FOCUS: DEPRESSION/TEEN SUICIDE
Please come and join us for the 2nd Annual NAMI Benefit Awareness Tournament. For you that don’t know, NAMI stands for the Nalional Alliance on Mental Illness. We have chosen to partner with NAMI to help shed some light and bring awareness to the struggles and stigma that can exist around Mental Health. For 2012, we are focusing on the aspects of Teenage Depressesion and Teenage Suicide.
The idea for this event was an experience that one of the owners of MSP, Jeremy McDowell had in late 2009. One of his teenagers had battled depression and was diagnosed in September of 2009. They took all the proper steps with seeking professional help and getting their teenager to counselors and psychiatrists. Jeremy’s family learned a lot about depression and found out immediately they were very uneducated about depression and mental illnesses overall because of the stigma put on mental health by the general public. Just when it appeared everything was headed in the right direction their teenager had a serious suicide attempt in March of 2010.
Fortunately, the teen survived the overdose attempt and is doing much better today. It is alarming to know that suicide ranks as the second leading cause of death for young people (only behind accidents). Unfortunately this has stricken the McDowell family even more as they have had to two other friends of the family that have attempted to commit suicide in the last six months.
When doing more research for this event, there were some very alarming statistics and facts regarding teen suicide:
- Every hour and 40 minutes (roughly the length of one softball game) a person under the age of 25 commits suicide.
- Black males have shown the largest increase in suicide rates among adolescents. Rates are also two to six times higher for gay and lesbian youth.
- Most adolescent suicides occur in the afternoon or early evening, in their own home.
- Four to eight percent of adolescents report an attemp within the prior 12 months; that is, within a typical high school classroom, it is likely that three students (one boy and two girls) have made a suicide attempt.
- Up to 60 percent of high school students report having thoughts of suicide.
- For every teen person who completes suicide it is estimated there are 100-200 who attempt it.
- Eighty percent of teens who killed themselves gave clues of their intentions.

## Data for review

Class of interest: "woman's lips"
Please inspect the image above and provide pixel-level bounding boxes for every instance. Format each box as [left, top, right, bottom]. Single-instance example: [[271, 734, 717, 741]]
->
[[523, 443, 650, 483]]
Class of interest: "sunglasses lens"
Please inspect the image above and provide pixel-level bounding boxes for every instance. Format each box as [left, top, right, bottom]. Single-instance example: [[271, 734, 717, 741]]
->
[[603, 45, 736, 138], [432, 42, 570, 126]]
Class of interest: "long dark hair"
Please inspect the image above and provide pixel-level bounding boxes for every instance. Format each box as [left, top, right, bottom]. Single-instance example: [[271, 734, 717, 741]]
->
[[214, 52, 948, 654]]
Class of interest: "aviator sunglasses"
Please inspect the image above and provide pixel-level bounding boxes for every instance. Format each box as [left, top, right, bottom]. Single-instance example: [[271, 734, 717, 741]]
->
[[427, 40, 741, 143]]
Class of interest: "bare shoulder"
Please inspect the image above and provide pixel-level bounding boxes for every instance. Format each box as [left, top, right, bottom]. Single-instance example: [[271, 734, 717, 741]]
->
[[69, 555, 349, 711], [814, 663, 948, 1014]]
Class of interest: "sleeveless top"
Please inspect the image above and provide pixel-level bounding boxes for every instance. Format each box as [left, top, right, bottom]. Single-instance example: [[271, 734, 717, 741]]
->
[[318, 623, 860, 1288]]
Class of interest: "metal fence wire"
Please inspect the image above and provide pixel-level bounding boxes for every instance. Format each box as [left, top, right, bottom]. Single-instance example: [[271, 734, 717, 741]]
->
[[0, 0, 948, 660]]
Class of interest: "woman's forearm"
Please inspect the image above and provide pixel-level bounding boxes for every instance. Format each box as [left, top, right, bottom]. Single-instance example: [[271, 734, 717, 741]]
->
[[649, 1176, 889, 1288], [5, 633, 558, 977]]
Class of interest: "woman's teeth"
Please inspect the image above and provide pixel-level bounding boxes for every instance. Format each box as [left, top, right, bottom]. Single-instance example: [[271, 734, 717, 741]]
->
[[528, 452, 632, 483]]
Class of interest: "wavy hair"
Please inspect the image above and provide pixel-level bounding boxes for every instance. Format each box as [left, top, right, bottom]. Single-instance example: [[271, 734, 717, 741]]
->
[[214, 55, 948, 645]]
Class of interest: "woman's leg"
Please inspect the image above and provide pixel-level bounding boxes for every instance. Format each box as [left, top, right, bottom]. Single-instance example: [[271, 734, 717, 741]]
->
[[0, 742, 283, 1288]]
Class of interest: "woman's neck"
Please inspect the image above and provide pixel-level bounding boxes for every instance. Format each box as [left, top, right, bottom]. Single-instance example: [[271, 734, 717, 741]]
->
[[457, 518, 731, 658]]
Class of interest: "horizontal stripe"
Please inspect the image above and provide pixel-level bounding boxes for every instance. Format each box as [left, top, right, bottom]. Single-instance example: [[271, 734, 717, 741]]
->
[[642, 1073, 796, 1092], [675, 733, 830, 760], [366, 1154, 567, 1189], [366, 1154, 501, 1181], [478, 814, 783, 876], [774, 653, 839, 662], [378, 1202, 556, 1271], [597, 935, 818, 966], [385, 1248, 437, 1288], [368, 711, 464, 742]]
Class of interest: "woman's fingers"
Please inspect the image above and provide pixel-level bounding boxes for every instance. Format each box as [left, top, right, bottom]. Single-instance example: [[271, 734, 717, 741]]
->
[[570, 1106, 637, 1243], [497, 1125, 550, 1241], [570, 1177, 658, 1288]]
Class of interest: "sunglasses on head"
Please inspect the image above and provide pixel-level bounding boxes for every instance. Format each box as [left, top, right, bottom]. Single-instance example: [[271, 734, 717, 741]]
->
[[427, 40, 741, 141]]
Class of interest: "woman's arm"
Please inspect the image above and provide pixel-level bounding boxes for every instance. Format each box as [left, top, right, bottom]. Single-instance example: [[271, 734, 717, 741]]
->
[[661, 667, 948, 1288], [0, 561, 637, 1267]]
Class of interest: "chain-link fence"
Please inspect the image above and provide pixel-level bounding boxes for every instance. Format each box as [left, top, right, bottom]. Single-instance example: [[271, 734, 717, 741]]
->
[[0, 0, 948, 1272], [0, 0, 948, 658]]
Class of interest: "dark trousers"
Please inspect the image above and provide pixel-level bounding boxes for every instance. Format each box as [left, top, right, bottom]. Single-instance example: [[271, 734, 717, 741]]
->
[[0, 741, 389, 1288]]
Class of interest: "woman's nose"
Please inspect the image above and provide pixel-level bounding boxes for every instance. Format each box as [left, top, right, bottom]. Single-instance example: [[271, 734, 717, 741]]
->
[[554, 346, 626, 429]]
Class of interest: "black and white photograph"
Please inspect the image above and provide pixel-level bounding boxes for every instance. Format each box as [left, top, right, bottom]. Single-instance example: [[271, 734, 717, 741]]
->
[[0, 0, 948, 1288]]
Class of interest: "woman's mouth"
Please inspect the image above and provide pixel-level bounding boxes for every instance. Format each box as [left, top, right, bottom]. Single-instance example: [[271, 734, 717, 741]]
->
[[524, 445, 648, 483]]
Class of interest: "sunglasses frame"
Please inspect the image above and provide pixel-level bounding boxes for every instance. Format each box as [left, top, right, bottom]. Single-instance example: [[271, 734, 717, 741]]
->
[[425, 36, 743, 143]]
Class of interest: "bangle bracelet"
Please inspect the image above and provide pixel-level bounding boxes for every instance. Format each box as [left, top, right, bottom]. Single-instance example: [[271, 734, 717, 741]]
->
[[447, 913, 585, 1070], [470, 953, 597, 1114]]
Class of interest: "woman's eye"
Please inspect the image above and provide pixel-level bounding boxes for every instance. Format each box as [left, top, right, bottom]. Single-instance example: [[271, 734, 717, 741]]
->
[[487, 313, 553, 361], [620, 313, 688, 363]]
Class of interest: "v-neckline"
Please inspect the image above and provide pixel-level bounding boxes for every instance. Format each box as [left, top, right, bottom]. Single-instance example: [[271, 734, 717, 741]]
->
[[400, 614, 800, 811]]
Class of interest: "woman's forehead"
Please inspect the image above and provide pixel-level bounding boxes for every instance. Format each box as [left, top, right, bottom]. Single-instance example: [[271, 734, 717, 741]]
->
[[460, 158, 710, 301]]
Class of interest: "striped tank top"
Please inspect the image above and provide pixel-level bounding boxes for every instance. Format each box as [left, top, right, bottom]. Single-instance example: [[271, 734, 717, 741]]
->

## Action item
Reproduce word for word the part of the teen suicide text starting at "- Black males" and ending at "thoughts of suicide.".

## Solved problem
- Black males have shown the largest increase in suicide rates among adolescents. Rates are also two to six times higher for gay and lesbian youth.
- Most adolescent suicides occur in the afternoon or early evening, in their own home.
- Four to eight percent of adolescents report an attemp within the prior 12 months; that is, within a typical high school classroom, it is likely that three students (one boy and two girls) have made a suicide attempt.
- Up to 60 percent of high school students report having thoughts of suicide.